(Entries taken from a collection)
===
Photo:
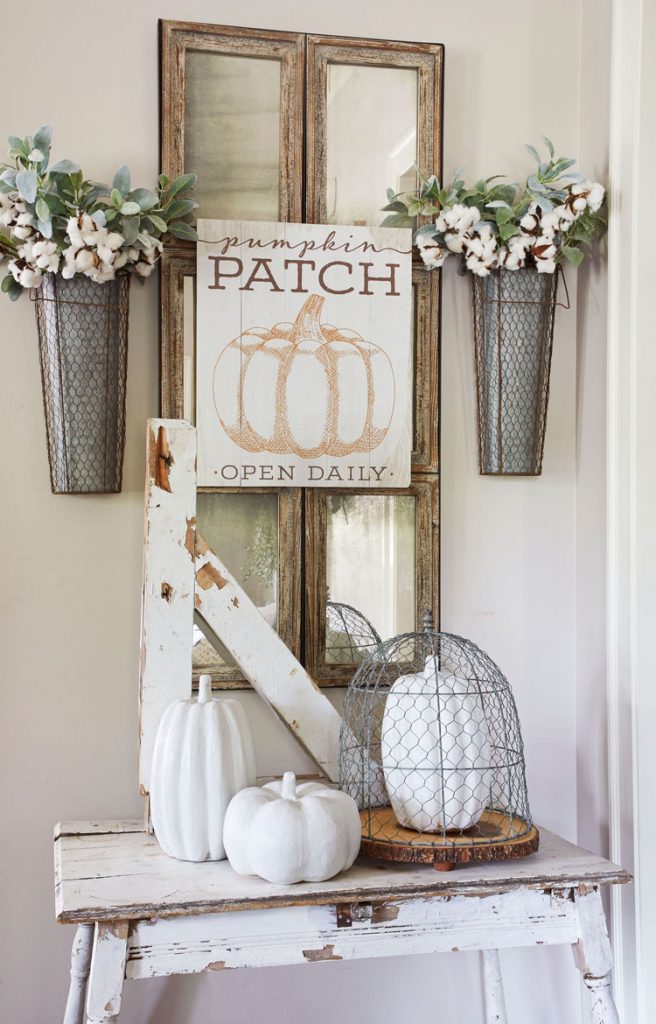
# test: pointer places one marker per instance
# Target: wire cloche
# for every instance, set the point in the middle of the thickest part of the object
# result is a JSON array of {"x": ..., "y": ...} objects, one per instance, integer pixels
[
  {"x": 432, "y": 752},
  {"x": 349, "y": 635}
]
===
Scale down the listing above by writing out all of its lines again, the requests included, with each x and y coordinate in the answers multiplied by 0.2 and rounded to a whole number (halves round up). Leave the pictures out of your reply.

§ **Task response**:
Photo:
# test: pointer places one marker per instance
# Target: wire cloche
# for every instance, set the point in the middle of the thickest part of the object
# result is a JSON array of {"x": ..., "y": ...} objects, one per instance, integer pixels
[
  {"x": 86, "y": 150},
  {"x": 70, "y": 127}
]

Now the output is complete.